+++ Supplied passage +++

From Holocaust Survival to Happiness
"There was no water system, electricity, nothing. I was always barefoot [in 1940s Konus, Hungary]. If a car came into town, that was like a national holiday. We used to run out of school."David Moskovic's memory reaches back to the early summer of 1944 when, transported with his family to the Auschwitz death camp he recalls a smokestack and foul-smelling smoke blackening the sky; nearby a mountain of clothing and shoes. "But nobody knew what it was." Now, 85, he was fourteen when he was introduced to the world outside of his rural village, a farming community, now located in Slovakia. Even there his family heard of dreadful misfortunes of European Jews, and then his family was swept toward that wholesale misfortune.
"People used to see bundles of bodies tied together with wires, floating in the rivers."
"My dad and I and my brother went to one side. And my mom and my three young sisters went straight to the gas chambers."
"I remember one day they called everyone to the middle of camp [Auschwitz/Buna work camp] and brought in three people, and hung them that night. One guy stole a piece of bread, another stole an apple. To survive, you had to. We called it organizing, not stealing."
"You didn't care [about death]. You're so desperate, so hungry, you don't focus on human beings. You're an animal."
"I had my number, 6024, and that's all I knew. You could have called my name, I wouldn't have answered you."
"When you were marching on the death march, you could hear shooting continuously. People who couldn't walk anymore, they shot them. Bang, bang, bang, bang -- continuously, you see?"

+++ Information provided +++

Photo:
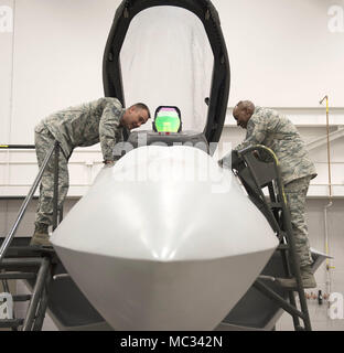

+++

▸ Exercise requirements
• a. In the Holocaust survivor account, what number was David Moskovic known by in the camp?
• b. Go on with the Holocaust survivor account from the point where it stops, keeping its voice and style.

▸ Task responses
• a. 6024

• b.
"I was sitting on top of someone's head [packed open freight cars]. People were starving, freezing -- it was January. They'd stop the train every so often and pull all the dead bodies out."
"[Buchenwald] was worse than Auschwitz. In Auschwitz, at least I went to work. In Buchenwald, you went there to die."
"[On April 22, 1945 came the Americans] All the guards were gone. You always thought that the Germans were coming back. You were so scared of everything."
David Moskovic, Holocaust survivor, Ottawa, Canada
This was when the infamous Adolph Eichmann, tasked as a major Nazi Final Solution organizer, began rounding Jews up in the provinces of Hungary. Rattling trains of cattle cars duly delivered 12,000 Jews on a daily basis to Auschwitz. Germany and its Axis supporters might have been fighting a war on the world stage against the Allied forces, but it viewed Hitler's dream of exterminating the world's Jews as too important to be neglected, so energy was not spared to fulfill that obligation, diverting troops and transport to the vital task.
On the day the town crier in Mr. Moskovic's sleepy little town ordered that all Jewish residents must assemble the following morning, he, his parents, his brother and sisters were placed in a cattle car with standing room only for the two-day trip to the death camp; no toilet facilities, but then no food or water either. On entering the camp gates SS guards separated the arrivals; women with children, the elderly and most girls to the left, men and youth to the right.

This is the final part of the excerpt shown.